» Entries:
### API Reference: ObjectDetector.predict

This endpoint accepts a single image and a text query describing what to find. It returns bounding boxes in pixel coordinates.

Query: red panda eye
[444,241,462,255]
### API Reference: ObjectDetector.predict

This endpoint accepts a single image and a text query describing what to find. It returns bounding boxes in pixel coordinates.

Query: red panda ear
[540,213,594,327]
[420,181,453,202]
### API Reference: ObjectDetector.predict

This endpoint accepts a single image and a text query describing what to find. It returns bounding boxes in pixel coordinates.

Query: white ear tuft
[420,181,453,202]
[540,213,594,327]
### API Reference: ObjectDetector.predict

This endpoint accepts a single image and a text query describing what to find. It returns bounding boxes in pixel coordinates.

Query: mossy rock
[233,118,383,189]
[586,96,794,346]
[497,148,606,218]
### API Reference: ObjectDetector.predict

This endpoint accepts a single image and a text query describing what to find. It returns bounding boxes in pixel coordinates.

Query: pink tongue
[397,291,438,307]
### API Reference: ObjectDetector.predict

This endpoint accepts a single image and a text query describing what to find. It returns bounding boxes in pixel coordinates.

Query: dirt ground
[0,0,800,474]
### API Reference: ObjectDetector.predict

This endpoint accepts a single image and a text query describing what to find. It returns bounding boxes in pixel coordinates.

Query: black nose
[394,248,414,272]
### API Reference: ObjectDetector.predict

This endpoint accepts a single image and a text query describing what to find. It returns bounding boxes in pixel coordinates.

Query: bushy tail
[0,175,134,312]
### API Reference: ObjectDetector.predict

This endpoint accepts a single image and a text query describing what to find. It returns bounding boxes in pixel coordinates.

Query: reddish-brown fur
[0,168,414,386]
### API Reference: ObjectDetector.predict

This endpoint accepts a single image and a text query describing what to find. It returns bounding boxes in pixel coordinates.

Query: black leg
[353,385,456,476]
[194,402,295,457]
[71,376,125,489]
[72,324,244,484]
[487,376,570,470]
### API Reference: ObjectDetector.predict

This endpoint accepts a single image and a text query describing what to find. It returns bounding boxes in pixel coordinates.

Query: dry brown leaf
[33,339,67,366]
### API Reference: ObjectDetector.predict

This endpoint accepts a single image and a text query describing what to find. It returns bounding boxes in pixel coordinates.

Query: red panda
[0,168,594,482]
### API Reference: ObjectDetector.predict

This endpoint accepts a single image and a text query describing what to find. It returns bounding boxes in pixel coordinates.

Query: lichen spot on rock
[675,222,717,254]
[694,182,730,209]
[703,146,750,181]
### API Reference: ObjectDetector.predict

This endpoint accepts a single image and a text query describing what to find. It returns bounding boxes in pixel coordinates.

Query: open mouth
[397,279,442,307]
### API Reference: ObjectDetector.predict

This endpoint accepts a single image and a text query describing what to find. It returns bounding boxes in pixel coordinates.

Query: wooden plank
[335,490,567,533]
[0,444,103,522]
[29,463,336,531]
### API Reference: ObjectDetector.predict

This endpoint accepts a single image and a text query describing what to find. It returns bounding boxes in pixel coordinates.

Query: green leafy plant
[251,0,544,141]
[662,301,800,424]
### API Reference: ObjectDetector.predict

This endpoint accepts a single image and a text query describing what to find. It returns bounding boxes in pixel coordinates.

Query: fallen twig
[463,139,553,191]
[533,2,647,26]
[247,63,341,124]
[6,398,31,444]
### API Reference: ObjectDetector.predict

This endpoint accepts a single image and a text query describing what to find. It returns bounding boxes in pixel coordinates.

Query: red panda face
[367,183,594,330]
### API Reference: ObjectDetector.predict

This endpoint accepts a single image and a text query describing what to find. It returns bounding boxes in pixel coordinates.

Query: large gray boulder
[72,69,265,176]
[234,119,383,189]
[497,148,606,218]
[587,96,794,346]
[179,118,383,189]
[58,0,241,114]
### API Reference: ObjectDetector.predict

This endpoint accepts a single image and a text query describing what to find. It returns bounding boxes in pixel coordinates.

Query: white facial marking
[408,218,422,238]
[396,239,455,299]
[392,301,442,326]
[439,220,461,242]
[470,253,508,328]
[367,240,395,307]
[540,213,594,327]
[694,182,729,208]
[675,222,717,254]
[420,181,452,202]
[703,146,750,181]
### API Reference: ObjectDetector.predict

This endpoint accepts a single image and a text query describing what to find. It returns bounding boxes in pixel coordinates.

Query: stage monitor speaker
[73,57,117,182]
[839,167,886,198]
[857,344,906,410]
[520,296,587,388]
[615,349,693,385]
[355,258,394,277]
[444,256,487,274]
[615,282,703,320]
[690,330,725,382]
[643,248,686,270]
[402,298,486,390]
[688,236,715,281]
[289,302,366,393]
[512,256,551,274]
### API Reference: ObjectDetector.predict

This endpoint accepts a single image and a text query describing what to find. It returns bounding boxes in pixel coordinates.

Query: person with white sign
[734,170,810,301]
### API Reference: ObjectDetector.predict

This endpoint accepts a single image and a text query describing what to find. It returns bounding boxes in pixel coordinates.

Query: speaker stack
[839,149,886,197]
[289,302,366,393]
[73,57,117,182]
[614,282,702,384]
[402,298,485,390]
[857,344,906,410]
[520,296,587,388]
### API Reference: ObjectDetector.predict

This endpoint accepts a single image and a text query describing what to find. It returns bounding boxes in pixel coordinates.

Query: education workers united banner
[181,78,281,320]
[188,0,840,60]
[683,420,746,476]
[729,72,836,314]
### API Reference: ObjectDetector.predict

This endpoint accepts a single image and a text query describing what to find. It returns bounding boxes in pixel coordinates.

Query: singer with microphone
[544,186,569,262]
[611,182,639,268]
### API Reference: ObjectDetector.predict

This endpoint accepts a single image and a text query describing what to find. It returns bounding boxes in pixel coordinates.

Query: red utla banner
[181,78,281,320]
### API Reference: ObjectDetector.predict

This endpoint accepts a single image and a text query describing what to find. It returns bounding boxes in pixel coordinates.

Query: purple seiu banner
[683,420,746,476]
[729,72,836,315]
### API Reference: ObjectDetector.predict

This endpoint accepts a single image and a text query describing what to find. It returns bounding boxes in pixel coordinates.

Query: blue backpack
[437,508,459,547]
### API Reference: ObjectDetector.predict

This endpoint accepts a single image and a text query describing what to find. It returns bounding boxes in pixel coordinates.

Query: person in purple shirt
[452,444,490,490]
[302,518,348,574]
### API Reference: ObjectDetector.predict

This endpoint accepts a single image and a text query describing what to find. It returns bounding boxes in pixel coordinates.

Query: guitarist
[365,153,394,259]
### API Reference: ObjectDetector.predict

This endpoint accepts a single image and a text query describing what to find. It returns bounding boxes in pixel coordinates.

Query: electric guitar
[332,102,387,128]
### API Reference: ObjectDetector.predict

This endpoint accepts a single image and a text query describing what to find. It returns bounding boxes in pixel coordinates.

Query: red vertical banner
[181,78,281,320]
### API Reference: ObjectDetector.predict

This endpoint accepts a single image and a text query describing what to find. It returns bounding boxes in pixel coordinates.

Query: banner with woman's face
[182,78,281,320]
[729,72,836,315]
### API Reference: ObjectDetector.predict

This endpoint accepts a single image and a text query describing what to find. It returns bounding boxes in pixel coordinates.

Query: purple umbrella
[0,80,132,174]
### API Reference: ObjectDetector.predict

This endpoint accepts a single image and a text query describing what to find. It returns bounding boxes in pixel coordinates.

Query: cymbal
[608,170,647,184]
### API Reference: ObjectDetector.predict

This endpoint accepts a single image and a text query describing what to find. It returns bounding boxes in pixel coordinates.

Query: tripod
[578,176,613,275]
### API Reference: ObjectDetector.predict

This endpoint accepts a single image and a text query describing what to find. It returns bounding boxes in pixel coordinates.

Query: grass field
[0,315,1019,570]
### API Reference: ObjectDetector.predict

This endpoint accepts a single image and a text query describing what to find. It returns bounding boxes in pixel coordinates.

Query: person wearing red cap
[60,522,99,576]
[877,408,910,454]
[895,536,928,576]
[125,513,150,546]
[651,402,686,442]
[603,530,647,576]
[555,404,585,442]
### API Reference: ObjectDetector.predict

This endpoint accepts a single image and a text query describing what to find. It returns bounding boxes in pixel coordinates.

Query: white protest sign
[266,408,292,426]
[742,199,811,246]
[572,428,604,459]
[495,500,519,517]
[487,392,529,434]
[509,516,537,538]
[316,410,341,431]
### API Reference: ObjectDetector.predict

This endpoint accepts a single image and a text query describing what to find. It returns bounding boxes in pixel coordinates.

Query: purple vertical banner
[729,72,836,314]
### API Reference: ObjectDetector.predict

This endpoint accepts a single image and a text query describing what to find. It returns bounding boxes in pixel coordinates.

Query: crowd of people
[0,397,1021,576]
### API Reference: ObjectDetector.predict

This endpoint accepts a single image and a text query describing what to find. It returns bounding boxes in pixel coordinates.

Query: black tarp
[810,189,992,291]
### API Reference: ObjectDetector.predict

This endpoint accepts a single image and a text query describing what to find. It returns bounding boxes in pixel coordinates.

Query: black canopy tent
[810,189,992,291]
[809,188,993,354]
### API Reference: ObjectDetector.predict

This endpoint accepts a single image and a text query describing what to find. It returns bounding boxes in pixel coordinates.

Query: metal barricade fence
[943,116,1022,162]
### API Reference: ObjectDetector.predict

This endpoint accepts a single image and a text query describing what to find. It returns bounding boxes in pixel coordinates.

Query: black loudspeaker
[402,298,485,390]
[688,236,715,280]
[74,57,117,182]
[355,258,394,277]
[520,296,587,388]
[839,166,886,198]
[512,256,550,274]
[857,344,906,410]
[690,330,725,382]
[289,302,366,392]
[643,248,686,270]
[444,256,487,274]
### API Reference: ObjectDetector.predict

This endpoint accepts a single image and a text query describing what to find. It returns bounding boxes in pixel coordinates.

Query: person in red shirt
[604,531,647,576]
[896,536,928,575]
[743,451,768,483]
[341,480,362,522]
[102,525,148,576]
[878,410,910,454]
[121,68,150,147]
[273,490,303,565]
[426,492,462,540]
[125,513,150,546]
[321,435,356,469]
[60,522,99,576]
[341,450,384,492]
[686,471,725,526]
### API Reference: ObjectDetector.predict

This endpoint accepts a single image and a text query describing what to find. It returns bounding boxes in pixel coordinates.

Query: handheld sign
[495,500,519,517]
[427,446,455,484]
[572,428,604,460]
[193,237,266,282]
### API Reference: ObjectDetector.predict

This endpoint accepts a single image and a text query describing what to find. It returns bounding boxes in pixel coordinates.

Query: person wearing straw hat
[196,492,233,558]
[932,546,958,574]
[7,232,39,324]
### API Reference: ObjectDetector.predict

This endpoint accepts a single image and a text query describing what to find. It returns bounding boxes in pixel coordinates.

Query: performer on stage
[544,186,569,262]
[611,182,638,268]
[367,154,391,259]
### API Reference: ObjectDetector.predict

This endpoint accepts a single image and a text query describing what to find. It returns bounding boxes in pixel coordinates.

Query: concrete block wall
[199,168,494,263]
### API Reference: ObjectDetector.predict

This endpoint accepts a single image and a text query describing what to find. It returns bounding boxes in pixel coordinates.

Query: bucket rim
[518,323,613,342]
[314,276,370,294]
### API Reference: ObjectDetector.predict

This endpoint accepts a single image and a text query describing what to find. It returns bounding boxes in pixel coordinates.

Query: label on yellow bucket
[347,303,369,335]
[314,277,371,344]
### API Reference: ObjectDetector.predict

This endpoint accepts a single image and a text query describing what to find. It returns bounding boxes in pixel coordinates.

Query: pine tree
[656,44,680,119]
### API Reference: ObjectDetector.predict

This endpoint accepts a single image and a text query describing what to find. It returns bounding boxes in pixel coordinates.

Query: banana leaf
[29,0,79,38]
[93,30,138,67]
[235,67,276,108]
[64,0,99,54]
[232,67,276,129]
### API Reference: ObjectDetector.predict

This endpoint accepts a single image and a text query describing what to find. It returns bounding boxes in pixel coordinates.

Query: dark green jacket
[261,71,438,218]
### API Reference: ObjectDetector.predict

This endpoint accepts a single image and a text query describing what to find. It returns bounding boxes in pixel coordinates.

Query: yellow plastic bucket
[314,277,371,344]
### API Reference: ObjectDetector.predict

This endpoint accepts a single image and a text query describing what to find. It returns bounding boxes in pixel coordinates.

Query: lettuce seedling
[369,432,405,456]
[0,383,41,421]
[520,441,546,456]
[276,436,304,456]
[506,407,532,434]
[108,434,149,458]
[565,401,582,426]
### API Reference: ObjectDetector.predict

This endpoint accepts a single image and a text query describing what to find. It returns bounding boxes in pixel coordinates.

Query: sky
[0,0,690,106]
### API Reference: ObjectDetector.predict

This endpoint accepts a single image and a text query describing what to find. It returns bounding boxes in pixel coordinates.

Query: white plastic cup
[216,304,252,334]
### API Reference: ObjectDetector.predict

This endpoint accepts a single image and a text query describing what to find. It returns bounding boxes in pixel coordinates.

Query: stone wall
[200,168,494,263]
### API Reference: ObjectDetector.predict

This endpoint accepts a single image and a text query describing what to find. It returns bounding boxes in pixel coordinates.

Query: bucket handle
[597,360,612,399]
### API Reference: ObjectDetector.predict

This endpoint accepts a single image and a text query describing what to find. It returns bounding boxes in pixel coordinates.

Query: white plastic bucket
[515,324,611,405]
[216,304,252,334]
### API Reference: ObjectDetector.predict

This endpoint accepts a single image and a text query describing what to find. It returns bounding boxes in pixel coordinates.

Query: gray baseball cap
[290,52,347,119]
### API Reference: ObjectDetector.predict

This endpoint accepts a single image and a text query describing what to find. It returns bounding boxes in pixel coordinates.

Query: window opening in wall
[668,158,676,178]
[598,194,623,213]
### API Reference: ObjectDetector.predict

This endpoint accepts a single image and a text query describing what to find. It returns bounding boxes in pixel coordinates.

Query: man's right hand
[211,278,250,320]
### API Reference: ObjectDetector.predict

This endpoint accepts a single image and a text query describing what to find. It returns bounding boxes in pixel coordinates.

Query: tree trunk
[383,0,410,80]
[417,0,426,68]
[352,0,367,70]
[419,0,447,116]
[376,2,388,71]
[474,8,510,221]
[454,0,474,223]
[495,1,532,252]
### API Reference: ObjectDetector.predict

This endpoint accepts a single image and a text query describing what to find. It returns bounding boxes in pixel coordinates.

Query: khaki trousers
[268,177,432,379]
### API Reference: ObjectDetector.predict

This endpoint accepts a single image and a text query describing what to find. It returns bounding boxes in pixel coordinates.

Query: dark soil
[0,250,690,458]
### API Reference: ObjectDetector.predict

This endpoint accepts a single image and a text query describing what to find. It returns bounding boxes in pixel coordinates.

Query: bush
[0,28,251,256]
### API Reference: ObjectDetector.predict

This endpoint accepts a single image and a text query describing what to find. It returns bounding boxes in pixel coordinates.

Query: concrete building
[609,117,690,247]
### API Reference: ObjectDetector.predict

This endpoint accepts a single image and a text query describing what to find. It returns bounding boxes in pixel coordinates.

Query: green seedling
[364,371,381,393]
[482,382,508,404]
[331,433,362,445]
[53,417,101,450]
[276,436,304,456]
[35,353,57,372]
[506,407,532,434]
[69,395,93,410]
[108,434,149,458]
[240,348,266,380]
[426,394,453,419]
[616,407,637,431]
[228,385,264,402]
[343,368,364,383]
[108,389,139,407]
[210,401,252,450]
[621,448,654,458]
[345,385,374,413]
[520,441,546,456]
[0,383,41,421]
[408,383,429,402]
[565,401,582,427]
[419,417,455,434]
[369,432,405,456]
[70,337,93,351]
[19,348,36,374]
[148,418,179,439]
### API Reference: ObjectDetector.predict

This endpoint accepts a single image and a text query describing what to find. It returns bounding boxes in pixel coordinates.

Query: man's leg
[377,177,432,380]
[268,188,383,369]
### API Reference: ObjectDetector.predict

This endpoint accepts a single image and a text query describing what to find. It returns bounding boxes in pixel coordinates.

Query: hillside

» Stated task: Please reproduce verbatim the stretch from the very start of the rows through the line containing "[444,241,462,255]", including both ends.

» Answer to the exercise:
### API Reference: ObjectDetector.predict

This endpoint accepts a single image and a text query describing what to find. It returns bounding boxes in pixel coordinates.

Query: red panda eye
[444,241,462,255]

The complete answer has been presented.